→ Exercise: Transcribe the stretch of the lodge text from "One of four" through "to the site.", word for word.

Lodge Living



One of four independent structures created to form a family’s summer compound on a private island off the coast, this communal lodge serves all of the cooking, indoor/outdoor dining, and gathering needs, while the other three cottages contain sleeping quarters.

A unique challenge was the remote site, accessible only by small boat and a temporary, tide-dependent barge ramp. Accordingly, its design resorted to construction methodologies of the previous century, with simple granite block piers employed to anchor the structure and fabricated light-timber framing brought in and hand carried up to the site.

In recognition of the exceptionally exposed and inaccessible location, the exterior materials and detailing are designed for longevity. There is no paint, and natural-weathering western red and eastern white cedar are employed to create soft contrast. Rough-hewn local granite blocks form the chimney and both indoor and outdoor fireplaces. Cedar strips interspersed within the roofing shingles create subtle delineations.

→ Data extract:
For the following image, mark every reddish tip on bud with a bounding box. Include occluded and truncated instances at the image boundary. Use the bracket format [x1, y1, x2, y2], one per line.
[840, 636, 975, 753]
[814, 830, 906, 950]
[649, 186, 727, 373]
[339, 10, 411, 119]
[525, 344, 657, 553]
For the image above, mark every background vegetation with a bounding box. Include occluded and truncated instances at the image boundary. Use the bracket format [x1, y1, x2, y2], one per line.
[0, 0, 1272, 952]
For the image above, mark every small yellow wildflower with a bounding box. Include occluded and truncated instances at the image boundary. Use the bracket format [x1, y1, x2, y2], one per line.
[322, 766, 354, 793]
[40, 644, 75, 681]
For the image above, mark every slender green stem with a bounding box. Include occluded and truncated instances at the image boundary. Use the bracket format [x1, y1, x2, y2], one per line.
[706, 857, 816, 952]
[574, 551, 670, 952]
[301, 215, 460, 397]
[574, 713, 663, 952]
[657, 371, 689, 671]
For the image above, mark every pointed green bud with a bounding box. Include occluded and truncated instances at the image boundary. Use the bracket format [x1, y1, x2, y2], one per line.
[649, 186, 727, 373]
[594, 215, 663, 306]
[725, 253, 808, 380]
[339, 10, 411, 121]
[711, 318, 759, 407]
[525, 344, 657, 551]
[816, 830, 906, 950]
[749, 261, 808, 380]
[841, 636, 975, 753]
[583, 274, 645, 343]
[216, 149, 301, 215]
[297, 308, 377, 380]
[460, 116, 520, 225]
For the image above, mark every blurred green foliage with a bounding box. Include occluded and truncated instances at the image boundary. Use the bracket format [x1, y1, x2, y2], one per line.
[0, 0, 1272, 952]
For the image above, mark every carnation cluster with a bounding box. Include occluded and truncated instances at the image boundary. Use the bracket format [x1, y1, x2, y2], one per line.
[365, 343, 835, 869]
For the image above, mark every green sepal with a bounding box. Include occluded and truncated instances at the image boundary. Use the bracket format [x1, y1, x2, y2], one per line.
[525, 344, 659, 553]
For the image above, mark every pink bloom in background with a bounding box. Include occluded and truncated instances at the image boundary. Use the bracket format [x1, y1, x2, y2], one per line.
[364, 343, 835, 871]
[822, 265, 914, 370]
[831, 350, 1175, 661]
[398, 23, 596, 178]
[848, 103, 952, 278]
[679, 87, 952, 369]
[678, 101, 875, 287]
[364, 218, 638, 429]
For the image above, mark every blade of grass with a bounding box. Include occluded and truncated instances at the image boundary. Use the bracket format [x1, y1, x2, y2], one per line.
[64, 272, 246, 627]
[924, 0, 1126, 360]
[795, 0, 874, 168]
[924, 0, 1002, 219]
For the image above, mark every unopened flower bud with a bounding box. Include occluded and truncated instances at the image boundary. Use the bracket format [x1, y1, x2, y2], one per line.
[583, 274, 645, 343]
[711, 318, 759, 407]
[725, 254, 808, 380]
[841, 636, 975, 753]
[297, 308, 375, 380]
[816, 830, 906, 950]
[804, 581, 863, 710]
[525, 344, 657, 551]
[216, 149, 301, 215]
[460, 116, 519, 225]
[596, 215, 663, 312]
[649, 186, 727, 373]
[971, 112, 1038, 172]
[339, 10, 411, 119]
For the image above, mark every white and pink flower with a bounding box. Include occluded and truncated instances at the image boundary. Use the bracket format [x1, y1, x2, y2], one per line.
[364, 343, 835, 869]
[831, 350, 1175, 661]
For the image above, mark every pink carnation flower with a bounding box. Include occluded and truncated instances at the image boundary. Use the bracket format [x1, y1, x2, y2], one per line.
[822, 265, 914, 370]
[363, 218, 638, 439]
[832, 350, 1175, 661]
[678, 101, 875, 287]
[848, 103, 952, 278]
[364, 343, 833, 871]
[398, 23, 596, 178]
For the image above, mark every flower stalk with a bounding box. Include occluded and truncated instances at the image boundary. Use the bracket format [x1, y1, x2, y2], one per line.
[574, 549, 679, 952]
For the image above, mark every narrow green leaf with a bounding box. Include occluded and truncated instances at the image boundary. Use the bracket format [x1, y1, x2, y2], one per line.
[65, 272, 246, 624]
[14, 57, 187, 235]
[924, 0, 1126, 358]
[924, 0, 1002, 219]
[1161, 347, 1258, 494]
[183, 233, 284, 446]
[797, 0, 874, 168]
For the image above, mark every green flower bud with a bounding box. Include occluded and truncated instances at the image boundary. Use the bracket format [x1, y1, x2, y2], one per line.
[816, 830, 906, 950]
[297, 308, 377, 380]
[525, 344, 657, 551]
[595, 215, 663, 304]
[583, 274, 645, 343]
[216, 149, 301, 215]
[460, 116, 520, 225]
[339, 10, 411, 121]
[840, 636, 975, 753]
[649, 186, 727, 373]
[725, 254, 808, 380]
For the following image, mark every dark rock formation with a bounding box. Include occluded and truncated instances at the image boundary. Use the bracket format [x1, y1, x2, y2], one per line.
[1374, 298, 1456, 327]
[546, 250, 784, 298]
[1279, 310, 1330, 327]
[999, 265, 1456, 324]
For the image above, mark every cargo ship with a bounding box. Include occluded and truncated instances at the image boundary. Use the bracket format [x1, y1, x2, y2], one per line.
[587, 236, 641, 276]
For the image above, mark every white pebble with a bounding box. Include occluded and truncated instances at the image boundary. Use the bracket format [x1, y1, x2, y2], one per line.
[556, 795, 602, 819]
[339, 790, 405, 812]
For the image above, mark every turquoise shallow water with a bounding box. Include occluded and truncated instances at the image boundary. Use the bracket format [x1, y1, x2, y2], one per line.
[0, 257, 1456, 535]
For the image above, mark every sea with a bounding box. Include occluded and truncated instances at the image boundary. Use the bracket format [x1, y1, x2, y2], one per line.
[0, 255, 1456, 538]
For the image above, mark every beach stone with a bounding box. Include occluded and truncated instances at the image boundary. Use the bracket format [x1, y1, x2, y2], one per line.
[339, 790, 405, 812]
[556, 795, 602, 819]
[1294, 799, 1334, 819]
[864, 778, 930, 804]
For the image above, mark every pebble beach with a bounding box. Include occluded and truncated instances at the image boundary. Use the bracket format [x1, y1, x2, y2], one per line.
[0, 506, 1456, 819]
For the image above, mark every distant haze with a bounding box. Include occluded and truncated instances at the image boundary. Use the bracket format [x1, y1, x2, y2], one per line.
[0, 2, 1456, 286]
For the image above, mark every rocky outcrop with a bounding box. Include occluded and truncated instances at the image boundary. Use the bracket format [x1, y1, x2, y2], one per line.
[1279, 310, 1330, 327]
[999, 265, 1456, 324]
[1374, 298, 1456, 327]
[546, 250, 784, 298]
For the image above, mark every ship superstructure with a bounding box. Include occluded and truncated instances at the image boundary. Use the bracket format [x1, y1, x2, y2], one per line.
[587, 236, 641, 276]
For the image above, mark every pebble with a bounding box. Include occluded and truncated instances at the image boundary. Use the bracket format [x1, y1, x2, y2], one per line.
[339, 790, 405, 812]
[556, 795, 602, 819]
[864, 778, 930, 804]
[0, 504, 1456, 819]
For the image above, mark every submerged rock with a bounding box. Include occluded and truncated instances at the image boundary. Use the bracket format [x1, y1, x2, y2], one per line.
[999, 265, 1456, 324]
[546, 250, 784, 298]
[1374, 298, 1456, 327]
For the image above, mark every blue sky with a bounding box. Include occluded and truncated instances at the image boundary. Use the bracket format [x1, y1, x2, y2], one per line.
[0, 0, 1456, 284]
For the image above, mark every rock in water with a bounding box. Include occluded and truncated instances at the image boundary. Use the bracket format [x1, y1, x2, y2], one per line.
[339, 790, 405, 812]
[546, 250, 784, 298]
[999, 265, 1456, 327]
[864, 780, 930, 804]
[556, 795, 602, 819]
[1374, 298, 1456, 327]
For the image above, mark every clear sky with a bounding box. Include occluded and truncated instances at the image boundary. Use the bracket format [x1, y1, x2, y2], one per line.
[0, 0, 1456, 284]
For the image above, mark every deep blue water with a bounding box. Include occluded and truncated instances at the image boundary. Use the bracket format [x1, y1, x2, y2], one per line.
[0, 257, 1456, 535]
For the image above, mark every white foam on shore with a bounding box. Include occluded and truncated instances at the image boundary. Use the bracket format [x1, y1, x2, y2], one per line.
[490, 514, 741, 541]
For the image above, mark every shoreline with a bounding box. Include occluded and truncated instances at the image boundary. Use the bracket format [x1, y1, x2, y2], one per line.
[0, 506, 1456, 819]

→ Problem solution:
One of four independent structures created to form a family’s summer compound on a private island off the coast, this communal lodge serves all of the cooking, indoor/outdoor dining, and gathering needs, while the other three cottages contain sleeping quarters.

A unique challenge was the remote site, accessible only by small boat and a temporary, tide-dependent barge ramp. Accordingly, its design resorted to construction methodologies of the previous century, with simple granite block piers employed to anchor the structure and fabricated light-timber framing brought in and hand carried up to the site.